Work to do: Please copy the entries below word for word, starting with the line that contains "Would you mind pointing at the plastic bottle" and going on through the line that contains "column 296, row 134", with both of those lines included.

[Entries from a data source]
<<<<

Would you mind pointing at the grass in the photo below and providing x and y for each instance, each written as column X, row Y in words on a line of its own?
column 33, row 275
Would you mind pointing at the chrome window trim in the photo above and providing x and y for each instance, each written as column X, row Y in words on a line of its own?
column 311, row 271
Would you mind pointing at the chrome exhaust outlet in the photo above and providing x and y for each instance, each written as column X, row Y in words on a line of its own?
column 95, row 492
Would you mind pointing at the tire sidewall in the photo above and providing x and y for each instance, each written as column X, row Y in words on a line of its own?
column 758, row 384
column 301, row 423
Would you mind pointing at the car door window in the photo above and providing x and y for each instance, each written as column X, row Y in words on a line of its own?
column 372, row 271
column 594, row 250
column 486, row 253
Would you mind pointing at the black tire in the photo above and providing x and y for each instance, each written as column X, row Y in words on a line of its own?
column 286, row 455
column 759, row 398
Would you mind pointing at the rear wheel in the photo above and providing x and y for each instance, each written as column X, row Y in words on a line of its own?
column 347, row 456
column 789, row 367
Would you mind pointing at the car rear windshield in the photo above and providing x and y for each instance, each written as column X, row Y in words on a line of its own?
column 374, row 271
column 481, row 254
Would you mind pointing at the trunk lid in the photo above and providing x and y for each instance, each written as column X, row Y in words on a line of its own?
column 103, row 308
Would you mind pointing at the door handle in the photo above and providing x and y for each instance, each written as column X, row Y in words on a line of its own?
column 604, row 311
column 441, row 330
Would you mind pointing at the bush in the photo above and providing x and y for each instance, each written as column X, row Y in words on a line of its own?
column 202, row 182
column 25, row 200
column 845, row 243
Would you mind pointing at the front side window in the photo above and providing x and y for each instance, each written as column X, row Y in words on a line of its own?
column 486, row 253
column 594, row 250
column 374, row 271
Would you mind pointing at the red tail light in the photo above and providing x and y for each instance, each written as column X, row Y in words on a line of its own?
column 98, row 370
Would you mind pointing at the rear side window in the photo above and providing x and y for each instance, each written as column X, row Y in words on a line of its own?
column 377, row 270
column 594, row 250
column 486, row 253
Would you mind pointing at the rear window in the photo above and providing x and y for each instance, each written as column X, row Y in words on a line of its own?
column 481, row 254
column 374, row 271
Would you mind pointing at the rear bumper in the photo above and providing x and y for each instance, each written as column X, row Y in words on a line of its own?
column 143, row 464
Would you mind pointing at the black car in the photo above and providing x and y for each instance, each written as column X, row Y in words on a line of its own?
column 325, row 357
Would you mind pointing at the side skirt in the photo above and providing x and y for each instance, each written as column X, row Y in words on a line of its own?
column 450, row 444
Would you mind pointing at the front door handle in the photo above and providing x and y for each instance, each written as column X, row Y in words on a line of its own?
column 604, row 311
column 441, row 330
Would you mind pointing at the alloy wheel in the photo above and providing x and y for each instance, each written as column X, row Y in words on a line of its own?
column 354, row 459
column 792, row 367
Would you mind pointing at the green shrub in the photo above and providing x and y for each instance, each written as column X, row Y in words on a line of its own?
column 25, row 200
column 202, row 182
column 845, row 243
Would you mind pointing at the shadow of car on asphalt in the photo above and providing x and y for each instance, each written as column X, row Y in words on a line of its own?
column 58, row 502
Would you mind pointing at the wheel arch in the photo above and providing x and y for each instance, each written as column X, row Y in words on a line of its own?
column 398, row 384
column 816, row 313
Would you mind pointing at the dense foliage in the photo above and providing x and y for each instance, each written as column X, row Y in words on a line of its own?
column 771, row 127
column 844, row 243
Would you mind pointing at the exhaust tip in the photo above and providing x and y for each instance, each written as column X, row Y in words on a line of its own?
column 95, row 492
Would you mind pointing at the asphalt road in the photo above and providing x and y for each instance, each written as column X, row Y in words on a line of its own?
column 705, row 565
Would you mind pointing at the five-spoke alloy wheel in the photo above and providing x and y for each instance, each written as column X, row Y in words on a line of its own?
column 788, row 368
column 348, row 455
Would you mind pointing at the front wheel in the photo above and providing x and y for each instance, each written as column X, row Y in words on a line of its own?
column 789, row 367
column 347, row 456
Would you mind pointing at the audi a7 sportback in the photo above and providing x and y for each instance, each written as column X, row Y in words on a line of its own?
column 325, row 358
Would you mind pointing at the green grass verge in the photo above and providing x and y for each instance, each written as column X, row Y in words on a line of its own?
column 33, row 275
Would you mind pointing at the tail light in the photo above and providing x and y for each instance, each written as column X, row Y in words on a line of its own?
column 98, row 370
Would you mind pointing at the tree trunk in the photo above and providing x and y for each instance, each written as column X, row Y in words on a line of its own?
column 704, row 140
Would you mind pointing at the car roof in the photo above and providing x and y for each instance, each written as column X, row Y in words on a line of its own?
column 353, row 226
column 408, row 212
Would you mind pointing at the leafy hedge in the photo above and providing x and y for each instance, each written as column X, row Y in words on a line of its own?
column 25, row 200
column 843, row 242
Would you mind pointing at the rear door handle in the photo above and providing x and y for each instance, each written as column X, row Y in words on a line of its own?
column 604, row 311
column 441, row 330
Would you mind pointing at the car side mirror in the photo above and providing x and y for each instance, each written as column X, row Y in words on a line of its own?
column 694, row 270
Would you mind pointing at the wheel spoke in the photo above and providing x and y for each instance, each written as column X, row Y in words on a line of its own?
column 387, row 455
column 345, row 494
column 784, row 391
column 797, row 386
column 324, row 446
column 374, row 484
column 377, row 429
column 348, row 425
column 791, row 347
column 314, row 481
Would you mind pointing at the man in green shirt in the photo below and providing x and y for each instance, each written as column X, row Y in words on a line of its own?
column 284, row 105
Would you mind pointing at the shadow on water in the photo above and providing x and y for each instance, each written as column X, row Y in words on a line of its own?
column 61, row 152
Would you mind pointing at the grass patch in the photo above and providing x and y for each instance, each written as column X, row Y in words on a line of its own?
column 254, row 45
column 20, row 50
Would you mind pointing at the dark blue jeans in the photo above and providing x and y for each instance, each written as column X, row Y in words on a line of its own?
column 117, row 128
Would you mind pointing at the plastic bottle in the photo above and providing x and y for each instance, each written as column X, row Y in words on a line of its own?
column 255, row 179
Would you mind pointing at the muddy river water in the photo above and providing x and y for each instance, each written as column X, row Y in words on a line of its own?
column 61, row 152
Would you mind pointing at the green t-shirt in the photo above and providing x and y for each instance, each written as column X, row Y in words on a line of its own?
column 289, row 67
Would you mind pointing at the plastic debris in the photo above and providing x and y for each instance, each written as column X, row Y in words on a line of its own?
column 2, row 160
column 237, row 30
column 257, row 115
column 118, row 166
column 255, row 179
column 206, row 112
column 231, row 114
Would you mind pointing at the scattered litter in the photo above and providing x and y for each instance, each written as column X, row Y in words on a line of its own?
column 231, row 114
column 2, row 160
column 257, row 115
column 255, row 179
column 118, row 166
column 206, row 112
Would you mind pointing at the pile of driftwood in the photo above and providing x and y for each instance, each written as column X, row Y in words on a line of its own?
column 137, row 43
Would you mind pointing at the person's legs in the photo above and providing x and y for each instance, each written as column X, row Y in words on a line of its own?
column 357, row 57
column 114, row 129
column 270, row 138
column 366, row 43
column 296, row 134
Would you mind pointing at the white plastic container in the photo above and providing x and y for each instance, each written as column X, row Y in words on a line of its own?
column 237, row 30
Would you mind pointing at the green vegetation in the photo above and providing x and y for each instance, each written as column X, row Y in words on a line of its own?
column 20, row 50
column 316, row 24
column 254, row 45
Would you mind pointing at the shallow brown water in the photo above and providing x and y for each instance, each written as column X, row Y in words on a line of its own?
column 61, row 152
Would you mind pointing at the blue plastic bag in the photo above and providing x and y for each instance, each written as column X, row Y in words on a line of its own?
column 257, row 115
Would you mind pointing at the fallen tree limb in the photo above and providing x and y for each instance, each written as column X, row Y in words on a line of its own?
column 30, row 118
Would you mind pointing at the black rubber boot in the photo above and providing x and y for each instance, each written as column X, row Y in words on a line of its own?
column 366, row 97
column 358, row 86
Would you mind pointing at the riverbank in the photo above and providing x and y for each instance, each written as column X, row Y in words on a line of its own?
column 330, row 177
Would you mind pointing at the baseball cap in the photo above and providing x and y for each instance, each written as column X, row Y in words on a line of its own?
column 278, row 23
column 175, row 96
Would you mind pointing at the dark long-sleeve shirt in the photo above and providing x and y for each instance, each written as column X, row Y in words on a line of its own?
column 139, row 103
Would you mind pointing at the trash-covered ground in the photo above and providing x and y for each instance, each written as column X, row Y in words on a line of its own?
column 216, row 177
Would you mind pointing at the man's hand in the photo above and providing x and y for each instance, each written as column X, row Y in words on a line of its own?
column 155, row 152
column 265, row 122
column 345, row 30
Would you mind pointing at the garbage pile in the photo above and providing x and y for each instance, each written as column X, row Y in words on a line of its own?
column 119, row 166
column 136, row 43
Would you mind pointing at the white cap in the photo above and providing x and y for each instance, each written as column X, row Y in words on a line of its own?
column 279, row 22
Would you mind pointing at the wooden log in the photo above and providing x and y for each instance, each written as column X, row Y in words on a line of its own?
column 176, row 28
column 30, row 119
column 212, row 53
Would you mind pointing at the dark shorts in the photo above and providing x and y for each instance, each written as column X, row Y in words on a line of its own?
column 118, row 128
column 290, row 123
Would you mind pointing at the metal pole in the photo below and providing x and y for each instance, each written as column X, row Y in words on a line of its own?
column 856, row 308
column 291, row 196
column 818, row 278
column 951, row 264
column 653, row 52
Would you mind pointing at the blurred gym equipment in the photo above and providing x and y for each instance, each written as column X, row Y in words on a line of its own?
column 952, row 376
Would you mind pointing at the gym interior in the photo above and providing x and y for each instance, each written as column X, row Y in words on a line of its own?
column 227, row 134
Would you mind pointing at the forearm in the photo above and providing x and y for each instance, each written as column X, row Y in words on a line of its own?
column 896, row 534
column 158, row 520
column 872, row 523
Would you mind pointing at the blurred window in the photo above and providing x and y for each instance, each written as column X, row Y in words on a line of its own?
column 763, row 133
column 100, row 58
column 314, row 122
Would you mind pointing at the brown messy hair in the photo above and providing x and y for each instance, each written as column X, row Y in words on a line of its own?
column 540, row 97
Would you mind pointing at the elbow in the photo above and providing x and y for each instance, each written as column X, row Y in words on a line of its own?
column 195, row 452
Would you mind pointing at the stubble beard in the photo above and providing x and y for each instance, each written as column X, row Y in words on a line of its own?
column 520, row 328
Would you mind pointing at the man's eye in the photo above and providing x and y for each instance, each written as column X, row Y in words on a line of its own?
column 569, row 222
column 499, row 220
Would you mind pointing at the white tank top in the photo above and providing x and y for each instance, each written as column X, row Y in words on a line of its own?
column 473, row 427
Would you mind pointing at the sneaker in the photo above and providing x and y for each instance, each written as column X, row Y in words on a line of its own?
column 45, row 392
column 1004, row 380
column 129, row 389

>>>>

Solution for this problem:
Would you mind pointing at the plastic bottle in the photo above and providing x and y for each instance, each written as column X, row Y in words on a line of its own?
column 255, row 179
Would you mind pointing at the muddy river water in the photo above and providing x and y for each instance, each written as column X, row Y in words on a line of its own?
column 61, row 152
Would you mind pointing at the green t-shirt in the photo above and providing x and y for each instance, each written as column X, row Y in words on a line of its own?
column 289, row 67
Would you mind pointing at the plastic debris in the photo above and providing x and y for each instance, each written as column X, row Y in words on a line of its own?
column 2, row 160
column 237, row 30
column 257, row 115
column 118, row 166
column 255, row 179
column 206, row 112
column 231, row 114
Would you mind pointing at the scattered litter in the photo above and providing x and y for each instance, each written as column X, row Y in words on a line of its own?
column 231, row 114
column 2, row 160
column 257, row 115
column 255, row 179
column 118, row 166
column 206, row 112
Would you mind pointing at the pile of driftwood in the photo above and providing x and y for each instance, each written as column X, row Y in words on a line of its own?
column 137, row 43
Would you mind pointing at the person's legs in the photo above and providing x and y for each instance, each written as column X, row Y in words on a line of its own?
column 357, row 57
column 114, row 129
column 270, row 138
column 366, row 43
column 296, row 134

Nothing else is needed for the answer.